Locate each line in the data below that contains the word "identify" and reproduce every such line in full.

DATASET EXTRACT:
══════════════════════════════

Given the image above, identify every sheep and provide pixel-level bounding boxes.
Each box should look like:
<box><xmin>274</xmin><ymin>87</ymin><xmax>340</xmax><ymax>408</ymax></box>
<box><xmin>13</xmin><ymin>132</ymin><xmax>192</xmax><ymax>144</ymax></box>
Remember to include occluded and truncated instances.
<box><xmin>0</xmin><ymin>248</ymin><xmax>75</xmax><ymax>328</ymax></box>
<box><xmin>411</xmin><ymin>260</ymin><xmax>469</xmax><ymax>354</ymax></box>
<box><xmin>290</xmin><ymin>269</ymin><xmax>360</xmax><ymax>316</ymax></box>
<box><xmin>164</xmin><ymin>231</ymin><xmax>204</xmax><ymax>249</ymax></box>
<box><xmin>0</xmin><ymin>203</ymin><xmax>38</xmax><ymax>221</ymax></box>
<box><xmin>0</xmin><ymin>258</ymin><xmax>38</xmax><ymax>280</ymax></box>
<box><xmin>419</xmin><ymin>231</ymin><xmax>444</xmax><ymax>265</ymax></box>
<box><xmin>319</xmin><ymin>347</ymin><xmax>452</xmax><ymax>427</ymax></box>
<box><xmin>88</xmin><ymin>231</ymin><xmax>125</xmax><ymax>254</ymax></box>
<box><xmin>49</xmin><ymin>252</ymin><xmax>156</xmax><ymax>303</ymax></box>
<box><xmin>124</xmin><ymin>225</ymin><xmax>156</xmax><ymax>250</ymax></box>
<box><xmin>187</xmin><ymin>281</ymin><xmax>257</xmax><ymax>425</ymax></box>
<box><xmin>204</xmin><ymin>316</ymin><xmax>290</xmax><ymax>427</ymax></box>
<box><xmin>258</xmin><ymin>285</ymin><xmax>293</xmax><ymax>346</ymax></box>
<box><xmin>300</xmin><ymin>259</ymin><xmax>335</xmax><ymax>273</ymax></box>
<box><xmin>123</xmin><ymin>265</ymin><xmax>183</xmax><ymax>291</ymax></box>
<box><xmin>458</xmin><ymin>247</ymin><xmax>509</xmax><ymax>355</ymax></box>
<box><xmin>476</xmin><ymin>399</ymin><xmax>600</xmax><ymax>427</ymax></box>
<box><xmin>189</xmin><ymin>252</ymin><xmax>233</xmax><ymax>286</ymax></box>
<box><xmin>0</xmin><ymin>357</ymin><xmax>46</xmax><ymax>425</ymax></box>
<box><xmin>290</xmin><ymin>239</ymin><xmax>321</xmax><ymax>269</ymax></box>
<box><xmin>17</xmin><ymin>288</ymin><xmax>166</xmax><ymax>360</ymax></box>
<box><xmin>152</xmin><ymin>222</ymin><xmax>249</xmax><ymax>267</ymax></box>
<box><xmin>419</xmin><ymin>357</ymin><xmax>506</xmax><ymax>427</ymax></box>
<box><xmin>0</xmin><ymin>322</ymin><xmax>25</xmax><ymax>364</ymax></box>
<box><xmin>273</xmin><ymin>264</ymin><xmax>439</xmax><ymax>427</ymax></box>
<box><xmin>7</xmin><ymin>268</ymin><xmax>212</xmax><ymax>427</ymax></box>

══════════════════════════════

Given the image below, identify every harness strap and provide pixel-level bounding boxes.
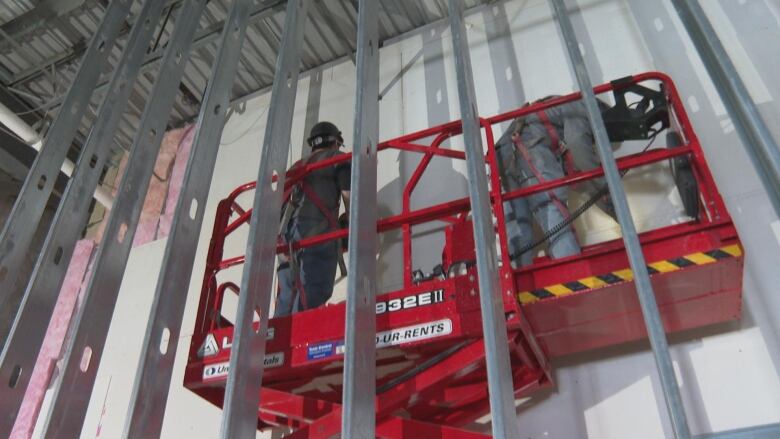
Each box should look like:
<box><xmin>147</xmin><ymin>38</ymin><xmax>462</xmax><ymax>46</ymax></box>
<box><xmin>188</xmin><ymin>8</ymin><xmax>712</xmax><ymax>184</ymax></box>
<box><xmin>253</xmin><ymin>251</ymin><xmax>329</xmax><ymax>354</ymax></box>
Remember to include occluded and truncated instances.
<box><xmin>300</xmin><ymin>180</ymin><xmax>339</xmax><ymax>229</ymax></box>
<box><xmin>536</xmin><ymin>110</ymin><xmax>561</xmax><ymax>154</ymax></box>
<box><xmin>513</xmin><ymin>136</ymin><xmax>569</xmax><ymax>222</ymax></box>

══════════════════════════════

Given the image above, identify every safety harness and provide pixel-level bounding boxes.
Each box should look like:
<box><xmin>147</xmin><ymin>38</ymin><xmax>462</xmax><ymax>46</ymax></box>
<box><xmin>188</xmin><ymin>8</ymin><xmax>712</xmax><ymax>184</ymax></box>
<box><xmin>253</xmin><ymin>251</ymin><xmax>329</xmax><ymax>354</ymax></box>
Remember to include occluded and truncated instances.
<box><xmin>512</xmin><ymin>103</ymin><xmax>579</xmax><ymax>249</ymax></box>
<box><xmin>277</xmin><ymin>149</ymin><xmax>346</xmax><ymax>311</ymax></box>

══════════════════════════════

THE RESPONSE:
Given the image above, identify every sheep and provide pixel-level bounding boxes.
Given the image below, identify every harness strap and provide pixel-level bounding boxes.
Given the image above, identify every safety harness and provide pixel-level bounding boxes.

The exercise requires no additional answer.